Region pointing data

#####

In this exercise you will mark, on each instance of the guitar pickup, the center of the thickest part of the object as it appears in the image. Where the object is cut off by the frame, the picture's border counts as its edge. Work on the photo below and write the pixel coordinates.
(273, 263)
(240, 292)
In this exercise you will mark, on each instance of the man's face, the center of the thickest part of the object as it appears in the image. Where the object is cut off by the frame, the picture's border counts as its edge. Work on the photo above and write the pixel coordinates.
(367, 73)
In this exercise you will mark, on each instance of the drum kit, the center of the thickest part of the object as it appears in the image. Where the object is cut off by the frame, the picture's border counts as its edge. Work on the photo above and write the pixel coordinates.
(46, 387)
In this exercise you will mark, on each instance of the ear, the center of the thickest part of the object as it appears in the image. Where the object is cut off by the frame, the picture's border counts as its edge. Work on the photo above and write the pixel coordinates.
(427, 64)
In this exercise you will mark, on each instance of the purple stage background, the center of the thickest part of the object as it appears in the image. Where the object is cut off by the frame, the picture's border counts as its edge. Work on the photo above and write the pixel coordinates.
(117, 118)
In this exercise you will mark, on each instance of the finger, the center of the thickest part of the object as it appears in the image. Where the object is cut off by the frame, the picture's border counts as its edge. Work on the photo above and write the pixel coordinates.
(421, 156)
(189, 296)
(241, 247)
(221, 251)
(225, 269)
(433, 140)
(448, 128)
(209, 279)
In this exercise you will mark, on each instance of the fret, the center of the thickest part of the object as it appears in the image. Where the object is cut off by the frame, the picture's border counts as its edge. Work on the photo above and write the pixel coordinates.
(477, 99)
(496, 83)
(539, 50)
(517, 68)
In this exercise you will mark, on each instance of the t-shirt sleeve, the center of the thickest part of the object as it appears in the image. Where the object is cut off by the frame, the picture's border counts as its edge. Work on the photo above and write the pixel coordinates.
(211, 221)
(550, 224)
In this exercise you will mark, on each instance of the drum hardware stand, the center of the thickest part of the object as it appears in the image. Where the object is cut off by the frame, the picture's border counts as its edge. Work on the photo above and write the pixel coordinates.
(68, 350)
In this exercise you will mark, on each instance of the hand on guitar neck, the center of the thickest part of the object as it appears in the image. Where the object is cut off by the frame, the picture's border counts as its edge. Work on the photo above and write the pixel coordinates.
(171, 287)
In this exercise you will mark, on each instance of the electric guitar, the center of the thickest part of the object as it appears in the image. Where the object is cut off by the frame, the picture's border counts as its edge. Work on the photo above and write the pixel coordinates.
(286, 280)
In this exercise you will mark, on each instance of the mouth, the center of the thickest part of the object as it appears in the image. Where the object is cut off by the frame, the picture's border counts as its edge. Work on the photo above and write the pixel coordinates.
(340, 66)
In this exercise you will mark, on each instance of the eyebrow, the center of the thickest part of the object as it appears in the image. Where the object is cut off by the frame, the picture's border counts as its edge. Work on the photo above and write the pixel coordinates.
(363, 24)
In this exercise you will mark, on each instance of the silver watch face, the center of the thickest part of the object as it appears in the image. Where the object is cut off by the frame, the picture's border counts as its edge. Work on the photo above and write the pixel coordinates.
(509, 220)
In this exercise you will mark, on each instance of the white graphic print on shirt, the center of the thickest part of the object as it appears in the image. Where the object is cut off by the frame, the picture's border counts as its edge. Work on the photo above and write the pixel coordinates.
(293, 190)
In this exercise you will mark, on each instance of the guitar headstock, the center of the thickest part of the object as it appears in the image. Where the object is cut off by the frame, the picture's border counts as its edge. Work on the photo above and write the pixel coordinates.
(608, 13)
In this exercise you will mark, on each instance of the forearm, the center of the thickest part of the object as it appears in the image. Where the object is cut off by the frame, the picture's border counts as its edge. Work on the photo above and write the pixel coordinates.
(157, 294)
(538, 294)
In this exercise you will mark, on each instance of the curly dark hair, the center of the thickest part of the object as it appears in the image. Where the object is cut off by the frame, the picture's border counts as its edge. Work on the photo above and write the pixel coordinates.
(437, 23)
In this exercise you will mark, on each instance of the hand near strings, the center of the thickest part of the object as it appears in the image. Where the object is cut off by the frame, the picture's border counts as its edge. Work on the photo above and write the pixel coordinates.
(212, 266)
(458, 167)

#####

* **Work to complete**:
Output an exact copy of the lines beginning at the one that holds "of the white" and running through the final line of the records.

* **Problem solution**:
In this exercise you will mark, on each instance of the white graphic print on shirt, the center of the thickest part of the object as it appears in the image. Where the object is cut off by the frame, the picture's border counts as its edge. Work on the photo above and write the pixel coordinates.
(293, 190)
In this exercise you will mark, on each instance of the guitar headstock, the center of the thickest part of the object as it appears in the image. Where the object is cut off by the frame, the picture's border counts as its edge. Work on the photo above and write the pixel coordinates.
(608, 13)
In this exercise you will mark, on each instance of the forearm, the center of the thickest part of the object as it appears in the image. Where the object is cut off by the frame, the picture's border counts as its edge. Work on the photo above and write the pixel coordinates.
(157, 294)
(538, 294)
In this exercise you will mark, on each instance of the curly dark hair, the center of the thickest part of the object as it appears in the image. Where the object is cut off by the frame, the picture's border counts as its edge. Work on the photo above and write the pixel coordinates.
(437, 23)
In this exercise you will mark, on each instance of the hand near strings, the center of the thickest part of the object as it appears in the image. Where the object is cut off by the frame, the picture's border counts as its edge. Work on the photo above and write the pixel coordinates.
(212, 266)
(458, 167)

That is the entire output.